Material for this task:
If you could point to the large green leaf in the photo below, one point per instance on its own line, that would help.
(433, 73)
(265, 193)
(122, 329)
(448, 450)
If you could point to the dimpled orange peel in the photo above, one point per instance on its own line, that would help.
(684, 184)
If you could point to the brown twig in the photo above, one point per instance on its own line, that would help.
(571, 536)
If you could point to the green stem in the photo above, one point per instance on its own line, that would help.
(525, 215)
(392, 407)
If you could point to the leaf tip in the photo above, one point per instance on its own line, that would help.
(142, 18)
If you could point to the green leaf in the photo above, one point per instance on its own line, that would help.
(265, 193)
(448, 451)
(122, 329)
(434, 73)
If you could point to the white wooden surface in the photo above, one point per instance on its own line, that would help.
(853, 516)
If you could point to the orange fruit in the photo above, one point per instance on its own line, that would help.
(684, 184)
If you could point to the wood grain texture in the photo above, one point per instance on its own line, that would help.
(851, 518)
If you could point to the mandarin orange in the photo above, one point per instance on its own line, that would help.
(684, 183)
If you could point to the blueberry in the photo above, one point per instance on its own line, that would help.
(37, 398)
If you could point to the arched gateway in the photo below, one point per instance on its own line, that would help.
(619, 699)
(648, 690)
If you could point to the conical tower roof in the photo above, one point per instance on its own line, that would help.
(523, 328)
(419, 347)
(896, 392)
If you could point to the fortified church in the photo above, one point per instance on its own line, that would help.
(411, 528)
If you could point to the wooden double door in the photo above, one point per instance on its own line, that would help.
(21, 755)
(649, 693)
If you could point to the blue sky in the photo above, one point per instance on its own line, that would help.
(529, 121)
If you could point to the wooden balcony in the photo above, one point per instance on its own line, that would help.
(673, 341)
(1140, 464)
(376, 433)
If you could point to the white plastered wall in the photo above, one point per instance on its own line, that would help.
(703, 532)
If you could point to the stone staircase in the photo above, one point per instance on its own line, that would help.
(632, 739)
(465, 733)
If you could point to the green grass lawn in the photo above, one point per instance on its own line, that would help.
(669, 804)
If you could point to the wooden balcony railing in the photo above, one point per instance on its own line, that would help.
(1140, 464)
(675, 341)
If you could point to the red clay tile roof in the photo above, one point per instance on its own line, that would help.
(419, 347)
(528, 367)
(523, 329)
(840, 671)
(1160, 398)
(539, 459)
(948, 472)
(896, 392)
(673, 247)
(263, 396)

What to do: Word for word, write out the data.

Full response:
If you could point to the large green leaf in the photo below, one point per instance on its own line, that would help.
(433, 73)
(265, 193)
(122, 329)
(448, 450)
If you could point to the dimpled orange peel in the photo above, one point per instance on its own line, that would help.
(684, 184)
If you could point to the brown twig in the photo above, one point per instance on its own line, that would help.
(571, 536)
If you could point to the green stem in the photo above, one point per instance on its own line, that would help.
(525, 215)
(392, 407)
If you could point to the leaf tip in the photo above, one point per instance on its own line, that would help.
(142, 18)
If you could point to the green leaf in the photo above, one point per instance on its own line, that would help.
(265, 193)
(448, 451)
(122, 329)
(434, 73)
If you could point to the white wooden surface in the photo above, one point per instance on its own line, that would help.
(853, 516)
If you could point to the orange fruit in the photo above, one point per instance on its own line, that would help.
(684, 184)
If you could point to the wood grain texture in the photo above, one point per instance on its own line, that would help.
(851, 518)
If you could point to the mandarin orange in the photo above, one point per instance on its own line, that would help.
(684, 183)
If you could point to the blueberry in the photo above, one point per instance on its own line, that would help.
(37, 398)
If you could point to the arched gateway in the photo below, one point per instance on its own line, that would help.
(619, 699)
(648, 690)
If you could point to the conical tower roof in the photo above, one point per instance on its own line, that would help.
(523, 328)
(419, 347)
(896, 392)
If you could point to the fortified church in the photo above, one point per instance on its own line, that would help.
(411, 528)
If you could point to the wooden double door in the photo above, one point per instance on its own line, that would help.
(21, 755)
(649, 693)
If you could point to the blue sky in the photo above, one point per instance on its own line, that would help.
(529, 121)
If you could point to the wooden balcony in the photo above, one point per instance on its own line, that would help.
(673, 341)
(1140, 464)
(376, 433)
If you could point to the white plastered wall in the photo above, one point per instance on its own line, that would help.
(703, 532)
If you could point to the stone staircase in the photo above, one point per instance on its own line, that would help.
(632, 739)
(465, 733)
If you could point to the green grass lawn in the photo above, one point per instance on its own line, that would help.
(669, 804)
If you could point to the wooden balcony railing in the photo above, one point per instance on its own line, that would help.
(1140, 464)
(675, 341)
If you could point to the red clay tile roof in the photo above, one point per instance on its own line, that would help.
(419, 347)
(528, 367)
(523, 329)
(840, 671)
(1160, 398)
(539, 459)
(948, 472)
(896, 392)
(673, 247)
(263, 396)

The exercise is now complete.